---------- Records for this exercise ----------

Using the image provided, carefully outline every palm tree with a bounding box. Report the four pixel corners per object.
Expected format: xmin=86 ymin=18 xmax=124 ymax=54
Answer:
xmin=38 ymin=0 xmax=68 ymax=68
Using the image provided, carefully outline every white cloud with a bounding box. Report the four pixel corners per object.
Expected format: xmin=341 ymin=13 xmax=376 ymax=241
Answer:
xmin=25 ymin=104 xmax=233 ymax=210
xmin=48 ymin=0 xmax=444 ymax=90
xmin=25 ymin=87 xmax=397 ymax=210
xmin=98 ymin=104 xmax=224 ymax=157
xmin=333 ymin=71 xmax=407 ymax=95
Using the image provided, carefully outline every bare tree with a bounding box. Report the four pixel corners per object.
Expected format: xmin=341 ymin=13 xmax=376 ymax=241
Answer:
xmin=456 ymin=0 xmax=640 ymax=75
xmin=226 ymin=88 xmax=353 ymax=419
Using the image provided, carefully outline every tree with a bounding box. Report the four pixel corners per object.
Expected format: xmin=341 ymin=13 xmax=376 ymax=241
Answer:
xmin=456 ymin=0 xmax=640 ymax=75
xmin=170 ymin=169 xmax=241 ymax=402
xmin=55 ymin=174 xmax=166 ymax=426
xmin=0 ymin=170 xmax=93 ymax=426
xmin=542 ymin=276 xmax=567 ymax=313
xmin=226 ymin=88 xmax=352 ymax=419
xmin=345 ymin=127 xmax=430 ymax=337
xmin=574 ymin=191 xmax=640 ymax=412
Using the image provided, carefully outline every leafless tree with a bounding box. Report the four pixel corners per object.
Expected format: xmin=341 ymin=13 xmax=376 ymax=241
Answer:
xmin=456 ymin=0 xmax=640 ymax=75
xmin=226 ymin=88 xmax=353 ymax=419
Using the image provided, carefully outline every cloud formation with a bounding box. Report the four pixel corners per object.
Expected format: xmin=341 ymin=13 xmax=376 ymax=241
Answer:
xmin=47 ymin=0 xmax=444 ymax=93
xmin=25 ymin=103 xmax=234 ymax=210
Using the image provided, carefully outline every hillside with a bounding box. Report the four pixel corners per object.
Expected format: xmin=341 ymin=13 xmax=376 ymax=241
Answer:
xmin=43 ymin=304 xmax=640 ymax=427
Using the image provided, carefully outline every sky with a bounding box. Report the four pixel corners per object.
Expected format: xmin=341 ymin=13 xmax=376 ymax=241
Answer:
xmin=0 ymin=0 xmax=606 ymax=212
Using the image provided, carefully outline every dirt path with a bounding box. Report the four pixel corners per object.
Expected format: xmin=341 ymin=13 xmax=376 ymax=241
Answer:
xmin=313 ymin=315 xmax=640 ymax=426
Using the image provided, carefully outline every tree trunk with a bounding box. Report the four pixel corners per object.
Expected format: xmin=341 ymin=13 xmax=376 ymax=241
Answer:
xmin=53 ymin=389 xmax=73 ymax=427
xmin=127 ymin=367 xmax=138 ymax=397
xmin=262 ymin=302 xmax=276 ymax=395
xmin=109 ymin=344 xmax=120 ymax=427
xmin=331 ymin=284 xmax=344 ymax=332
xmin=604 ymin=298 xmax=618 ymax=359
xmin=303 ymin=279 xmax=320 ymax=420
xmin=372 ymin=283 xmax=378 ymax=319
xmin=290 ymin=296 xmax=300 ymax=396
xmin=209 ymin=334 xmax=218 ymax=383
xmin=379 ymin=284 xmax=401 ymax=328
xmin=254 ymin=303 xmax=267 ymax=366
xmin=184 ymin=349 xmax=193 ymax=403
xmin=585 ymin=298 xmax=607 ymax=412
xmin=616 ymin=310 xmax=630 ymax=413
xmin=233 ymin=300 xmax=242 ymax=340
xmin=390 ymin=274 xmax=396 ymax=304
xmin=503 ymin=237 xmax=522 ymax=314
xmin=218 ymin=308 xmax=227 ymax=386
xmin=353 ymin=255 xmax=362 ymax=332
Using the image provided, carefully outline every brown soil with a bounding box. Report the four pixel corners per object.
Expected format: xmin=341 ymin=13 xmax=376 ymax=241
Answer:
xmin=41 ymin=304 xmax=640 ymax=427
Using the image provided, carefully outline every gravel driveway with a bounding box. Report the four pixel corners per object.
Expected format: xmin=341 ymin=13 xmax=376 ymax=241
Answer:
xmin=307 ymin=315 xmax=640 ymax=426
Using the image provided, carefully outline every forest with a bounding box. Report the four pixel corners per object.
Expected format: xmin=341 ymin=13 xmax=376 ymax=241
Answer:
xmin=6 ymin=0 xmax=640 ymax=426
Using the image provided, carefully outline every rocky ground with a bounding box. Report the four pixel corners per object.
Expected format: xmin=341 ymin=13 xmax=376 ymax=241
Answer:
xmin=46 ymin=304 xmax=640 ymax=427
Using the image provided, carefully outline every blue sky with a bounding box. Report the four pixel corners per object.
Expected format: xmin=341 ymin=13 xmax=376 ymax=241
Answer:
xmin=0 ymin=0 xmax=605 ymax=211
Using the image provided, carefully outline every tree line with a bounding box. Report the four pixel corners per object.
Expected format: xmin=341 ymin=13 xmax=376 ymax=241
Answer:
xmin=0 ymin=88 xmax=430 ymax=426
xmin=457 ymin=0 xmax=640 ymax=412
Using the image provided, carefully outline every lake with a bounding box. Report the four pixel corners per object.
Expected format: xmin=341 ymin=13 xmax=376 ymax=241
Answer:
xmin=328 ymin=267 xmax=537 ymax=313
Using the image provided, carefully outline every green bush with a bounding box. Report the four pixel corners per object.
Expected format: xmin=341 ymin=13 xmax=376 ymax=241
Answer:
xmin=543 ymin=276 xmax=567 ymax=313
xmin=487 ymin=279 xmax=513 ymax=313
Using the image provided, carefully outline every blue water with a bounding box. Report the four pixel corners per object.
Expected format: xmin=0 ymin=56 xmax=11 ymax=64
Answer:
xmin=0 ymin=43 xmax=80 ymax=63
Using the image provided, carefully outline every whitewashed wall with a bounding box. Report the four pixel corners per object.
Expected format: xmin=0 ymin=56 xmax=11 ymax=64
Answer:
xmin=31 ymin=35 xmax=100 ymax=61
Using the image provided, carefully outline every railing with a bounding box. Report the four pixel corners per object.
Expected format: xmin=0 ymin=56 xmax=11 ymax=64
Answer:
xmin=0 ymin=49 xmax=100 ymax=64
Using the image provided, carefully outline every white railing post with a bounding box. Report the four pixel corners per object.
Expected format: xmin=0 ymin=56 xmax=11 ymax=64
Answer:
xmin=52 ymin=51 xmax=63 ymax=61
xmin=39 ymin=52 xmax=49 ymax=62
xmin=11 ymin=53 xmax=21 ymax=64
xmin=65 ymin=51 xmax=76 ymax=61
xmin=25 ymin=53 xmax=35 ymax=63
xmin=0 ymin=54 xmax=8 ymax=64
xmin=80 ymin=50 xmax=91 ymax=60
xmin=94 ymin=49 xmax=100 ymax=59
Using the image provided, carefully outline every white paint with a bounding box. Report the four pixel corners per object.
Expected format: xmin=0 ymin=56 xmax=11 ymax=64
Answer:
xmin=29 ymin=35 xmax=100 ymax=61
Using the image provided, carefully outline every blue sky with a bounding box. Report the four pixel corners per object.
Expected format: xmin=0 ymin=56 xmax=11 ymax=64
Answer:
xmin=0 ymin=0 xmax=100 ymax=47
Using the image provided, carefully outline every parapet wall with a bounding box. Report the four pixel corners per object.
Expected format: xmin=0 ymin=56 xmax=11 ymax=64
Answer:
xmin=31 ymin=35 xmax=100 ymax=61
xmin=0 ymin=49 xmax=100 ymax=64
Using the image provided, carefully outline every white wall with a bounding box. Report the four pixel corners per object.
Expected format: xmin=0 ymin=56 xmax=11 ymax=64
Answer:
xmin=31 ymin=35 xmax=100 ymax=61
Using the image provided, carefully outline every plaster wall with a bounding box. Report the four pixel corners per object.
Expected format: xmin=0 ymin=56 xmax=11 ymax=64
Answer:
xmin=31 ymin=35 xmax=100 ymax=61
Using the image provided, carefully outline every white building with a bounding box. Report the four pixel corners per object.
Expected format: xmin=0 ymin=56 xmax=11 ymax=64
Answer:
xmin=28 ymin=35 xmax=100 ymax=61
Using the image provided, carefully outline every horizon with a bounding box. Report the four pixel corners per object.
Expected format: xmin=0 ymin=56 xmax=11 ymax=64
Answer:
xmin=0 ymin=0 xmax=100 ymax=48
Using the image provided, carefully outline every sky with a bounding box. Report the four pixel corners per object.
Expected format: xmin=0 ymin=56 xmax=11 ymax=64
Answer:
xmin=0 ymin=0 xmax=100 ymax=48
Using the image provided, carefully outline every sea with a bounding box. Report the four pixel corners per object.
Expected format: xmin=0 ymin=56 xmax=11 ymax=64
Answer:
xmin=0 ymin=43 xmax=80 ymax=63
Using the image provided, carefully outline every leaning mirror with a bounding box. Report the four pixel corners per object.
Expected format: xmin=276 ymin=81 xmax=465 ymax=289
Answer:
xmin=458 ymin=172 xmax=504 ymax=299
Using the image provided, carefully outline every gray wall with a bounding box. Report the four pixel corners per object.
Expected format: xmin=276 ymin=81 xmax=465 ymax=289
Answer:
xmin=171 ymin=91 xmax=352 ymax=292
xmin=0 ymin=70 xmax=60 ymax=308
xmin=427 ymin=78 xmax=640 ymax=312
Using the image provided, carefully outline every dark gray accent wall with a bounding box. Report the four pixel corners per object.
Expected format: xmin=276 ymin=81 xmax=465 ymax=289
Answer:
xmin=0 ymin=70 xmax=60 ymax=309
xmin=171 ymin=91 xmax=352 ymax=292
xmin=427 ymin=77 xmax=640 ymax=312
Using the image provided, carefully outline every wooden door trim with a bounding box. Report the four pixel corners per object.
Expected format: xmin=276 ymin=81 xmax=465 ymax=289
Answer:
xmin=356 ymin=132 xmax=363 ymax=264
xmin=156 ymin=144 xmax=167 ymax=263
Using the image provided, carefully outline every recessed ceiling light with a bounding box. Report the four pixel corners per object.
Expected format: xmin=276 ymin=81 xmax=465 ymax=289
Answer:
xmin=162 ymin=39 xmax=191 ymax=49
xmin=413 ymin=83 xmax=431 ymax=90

----------

* Your goal
Return each line above that contains the string "gray". Uppercase and lowercase letters count as different.

* The result
Using the image provided, carefully outline every gray wall with a bounding box. Report the four pixel corners per object.
Using the image provided, carefully outline every dark gray accent wall with a bounding box. Report the four pixel corners per object.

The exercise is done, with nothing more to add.